— The task —
Please copy the rows word for word, starting at the line that has "One point rides on each instance of the excavator, each" and stopping after the last of the rows.

(Pointing dataset rows)
* * * *
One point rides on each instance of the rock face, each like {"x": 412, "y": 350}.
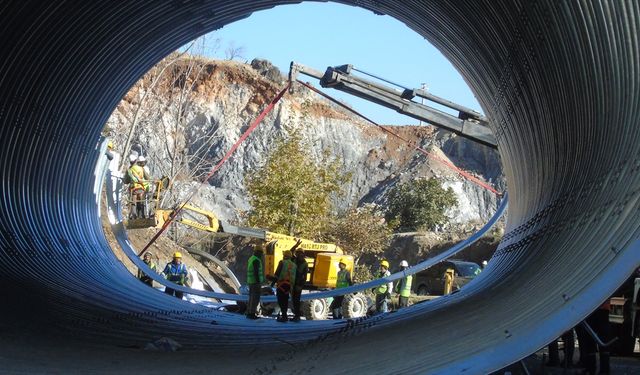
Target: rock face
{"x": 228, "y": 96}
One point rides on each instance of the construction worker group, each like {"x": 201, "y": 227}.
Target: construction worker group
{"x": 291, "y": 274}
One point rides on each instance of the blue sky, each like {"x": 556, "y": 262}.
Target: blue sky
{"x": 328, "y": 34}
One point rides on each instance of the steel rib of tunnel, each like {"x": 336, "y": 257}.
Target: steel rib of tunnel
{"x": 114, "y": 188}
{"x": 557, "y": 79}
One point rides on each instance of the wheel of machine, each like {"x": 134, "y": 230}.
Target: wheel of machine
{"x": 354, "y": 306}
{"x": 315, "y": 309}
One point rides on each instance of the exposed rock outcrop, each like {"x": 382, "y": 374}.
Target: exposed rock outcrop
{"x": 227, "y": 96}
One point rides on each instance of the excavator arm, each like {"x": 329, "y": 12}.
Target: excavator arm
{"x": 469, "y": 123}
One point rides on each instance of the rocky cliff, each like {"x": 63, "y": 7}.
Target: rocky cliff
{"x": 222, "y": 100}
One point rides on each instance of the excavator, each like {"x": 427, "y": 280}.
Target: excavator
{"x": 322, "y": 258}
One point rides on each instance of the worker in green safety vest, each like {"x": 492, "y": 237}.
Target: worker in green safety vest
* * * *
— Written solution —
One point rides on each instance of the excavator, each like {"x": 427, "y": 280}.
Target: excavator
{"x": 322, "y": 258}
One point rides on each instance of the worker in green safety vest, each like {"x": 492, "y": 237}.
Target: worker in green safety vest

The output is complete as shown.